Excerpts of pointing data:
......
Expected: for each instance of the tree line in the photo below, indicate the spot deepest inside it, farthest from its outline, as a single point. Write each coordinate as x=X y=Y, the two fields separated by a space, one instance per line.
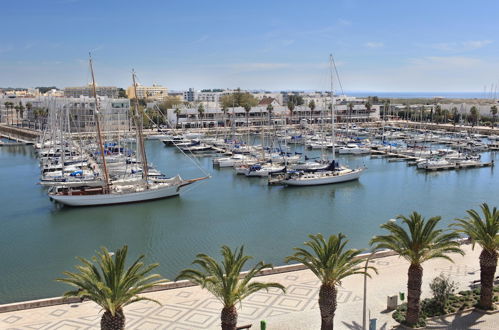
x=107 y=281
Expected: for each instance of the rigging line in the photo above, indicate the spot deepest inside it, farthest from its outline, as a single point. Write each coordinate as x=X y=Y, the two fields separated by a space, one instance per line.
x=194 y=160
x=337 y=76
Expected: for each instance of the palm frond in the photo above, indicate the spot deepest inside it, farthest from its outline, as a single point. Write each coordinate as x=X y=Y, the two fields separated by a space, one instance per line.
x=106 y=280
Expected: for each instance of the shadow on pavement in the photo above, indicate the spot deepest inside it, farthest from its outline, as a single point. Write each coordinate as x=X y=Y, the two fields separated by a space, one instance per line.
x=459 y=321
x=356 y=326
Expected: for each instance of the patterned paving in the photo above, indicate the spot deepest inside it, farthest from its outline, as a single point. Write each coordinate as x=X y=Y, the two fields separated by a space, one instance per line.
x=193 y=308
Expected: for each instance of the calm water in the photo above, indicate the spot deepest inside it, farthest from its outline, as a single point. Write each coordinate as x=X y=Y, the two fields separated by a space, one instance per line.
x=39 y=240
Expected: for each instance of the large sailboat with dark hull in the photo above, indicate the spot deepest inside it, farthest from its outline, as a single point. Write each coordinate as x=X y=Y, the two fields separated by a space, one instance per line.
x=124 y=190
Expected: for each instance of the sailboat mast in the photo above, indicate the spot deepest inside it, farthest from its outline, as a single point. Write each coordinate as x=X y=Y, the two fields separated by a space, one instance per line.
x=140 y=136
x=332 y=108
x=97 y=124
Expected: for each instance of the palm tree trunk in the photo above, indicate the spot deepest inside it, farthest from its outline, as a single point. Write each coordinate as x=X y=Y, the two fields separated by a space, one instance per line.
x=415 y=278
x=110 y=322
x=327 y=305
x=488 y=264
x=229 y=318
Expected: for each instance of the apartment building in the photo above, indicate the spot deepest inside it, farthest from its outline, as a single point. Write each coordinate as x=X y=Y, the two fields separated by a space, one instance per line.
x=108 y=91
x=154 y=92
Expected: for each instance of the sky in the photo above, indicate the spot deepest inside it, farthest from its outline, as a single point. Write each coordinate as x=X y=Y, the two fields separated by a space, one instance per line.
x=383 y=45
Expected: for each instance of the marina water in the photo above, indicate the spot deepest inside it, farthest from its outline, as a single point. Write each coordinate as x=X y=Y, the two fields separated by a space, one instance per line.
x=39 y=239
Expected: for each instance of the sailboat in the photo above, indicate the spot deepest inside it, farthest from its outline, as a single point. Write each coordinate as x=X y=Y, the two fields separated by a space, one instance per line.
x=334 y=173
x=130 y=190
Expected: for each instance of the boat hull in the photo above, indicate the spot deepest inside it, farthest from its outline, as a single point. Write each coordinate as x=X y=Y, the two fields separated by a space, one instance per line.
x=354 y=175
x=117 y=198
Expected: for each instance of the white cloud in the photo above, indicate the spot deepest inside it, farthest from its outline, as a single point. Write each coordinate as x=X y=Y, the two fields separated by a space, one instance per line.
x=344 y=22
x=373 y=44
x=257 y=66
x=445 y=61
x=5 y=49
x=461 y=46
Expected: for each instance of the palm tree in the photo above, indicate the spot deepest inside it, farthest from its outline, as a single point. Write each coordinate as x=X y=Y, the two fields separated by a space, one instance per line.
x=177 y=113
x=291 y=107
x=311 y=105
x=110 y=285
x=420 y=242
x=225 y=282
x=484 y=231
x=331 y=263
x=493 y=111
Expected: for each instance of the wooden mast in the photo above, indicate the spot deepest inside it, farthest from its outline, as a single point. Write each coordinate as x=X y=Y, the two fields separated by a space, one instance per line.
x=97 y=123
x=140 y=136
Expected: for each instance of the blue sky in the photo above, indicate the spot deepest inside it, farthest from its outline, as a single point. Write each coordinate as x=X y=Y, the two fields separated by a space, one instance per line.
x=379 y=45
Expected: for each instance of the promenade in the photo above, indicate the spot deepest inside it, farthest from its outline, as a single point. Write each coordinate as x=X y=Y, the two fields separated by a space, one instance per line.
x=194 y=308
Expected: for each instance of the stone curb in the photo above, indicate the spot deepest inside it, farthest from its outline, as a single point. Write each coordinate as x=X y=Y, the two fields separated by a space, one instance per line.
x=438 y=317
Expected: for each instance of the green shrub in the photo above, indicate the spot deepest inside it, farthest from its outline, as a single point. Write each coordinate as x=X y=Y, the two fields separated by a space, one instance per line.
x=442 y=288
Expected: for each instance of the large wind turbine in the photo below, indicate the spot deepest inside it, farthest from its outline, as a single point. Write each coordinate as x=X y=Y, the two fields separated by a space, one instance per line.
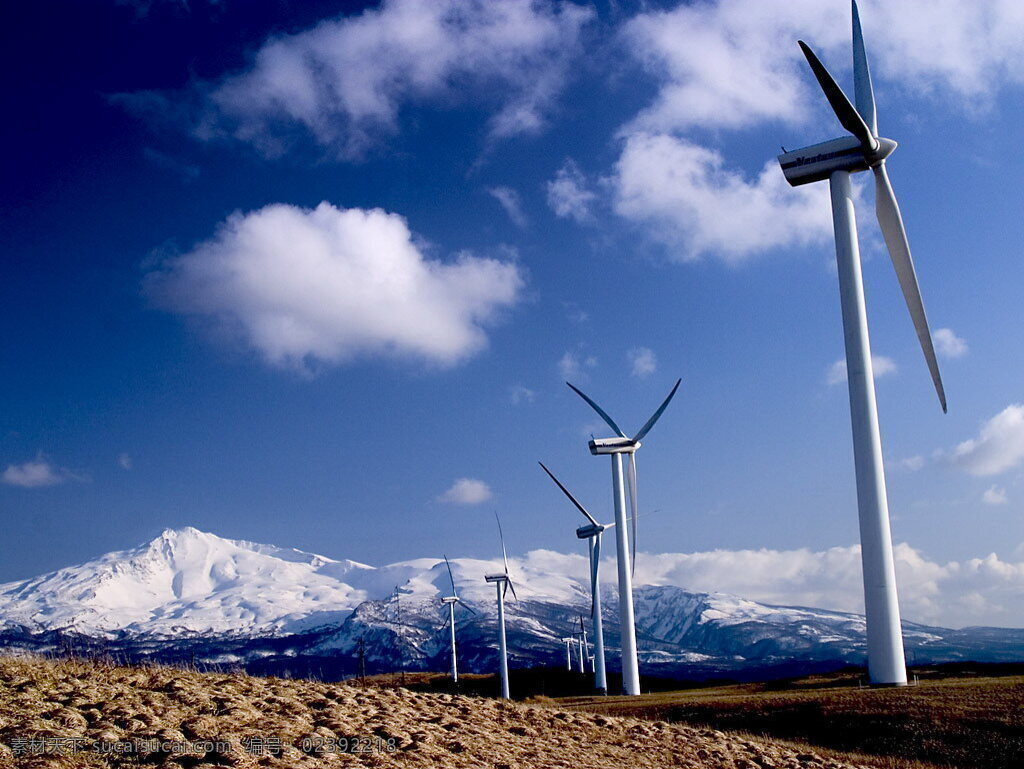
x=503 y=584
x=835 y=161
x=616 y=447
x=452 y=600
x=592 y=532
......
Rewrite the data, starting at the line containing "Expected: for each instance of the green" and ending after the line containing "x=442 y=288", and reproduce every line, requests included. Multiply each x and y coordinate in the answers by 2.3 and round to the nearest whole number, with halves rounding up.

Expected: for each instance of the green shrub in the photo above, indicate the spot deepest inside it, farthest from its outline, as a single point. Write each coordinate as x=X y=Y, the two fields separated by a space, one instance per line.
x=1017 y=662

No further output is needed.